>> BEGIN EXCERPTED PASSAGE

# DATA PREPROCESSING

Initially, the data is preprocessed to create a clean and complete dataset for analysis. This involves standardizing formats, completing missing records and addressing any inconsistencies to ensure the reliability of subsequent analyses.

For this make sure to have a folder named **data** within this repository where the following csv files should appear:
- accidents_original.csv
- weather2018.csv
- borough_area.csv
- zip_code_area.csv



In [1]:
import pandas as pd
import numpy as np

In [2]:
# Read CSV file
df = pd.read_csv('data/accidents_original.csv')
print(df.columns)

Index(['CRASH DATE', 'CRASH TIME', 'BOROUGH', 'ZIP CODE', 'LATITUDE',
       'LONGITUDE', 'LOCATION', 'ON STREET NAME', 'CROSS STREET NAME',
       'OFF STREET NAME', 'NUMBER OF PERSONS INJURED',
       'NUMBER OF PERSONS KILLED', 'NUMBER OF PEDESTRIANS INJURED',
       'NUMBER OF PEDESTRIANS KILLED', 'NUMBER OF CYCLIST INJURED',
       'NUMBER OF CYCLIST KILLED', 'NUMBER OF MOTORIST INJURED',
       'NUMBER OF MOTORIST KILLED', 'CONTRIBUTING FACTOR VEHICLE 1',
       'CONTRIBUTING FACTOR VEHICLE 2', 'CONTRIBUTING FACTOR VEHICLE 3',
       'CONTRIBUTING FACTOR VEHICLE 4', 'CONTRIBUTING FACTOR VEHICLE 5',
       'COLLISION_ID', 'VEHICLE TYPE CODE 1', 'VEHICLE TYPE CODE 2',
       'VEHICLE TYPE CODE 3', 'VEHICLE TYPE CODE 4', 'VEHICLE TYPE CODE 5'],
      dtype='object')

>> END EXCERPTED PASSAGE

-- TASK --
According to the data preprocessing page, what should the folder holding the CSV files be named? The lines that come next are separate material with no tie to the data preprocessing page.

>> BEGIN RECORDED INFORMATION

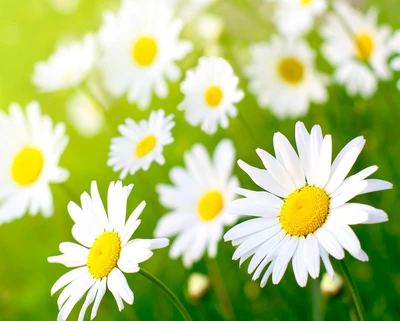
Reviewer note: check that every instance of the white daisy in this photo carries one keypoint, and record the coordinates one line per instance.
(104, 253)
(210, 94)
(198, 199)
(303, 214)
(283, 77)
(141, 143)
(67, 67)
(30, 152)
(357, 48)
(141, 48)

>> END RECORDED INFORMATION

-- CORRECT ANSWER --
It should be named data, inside the repository.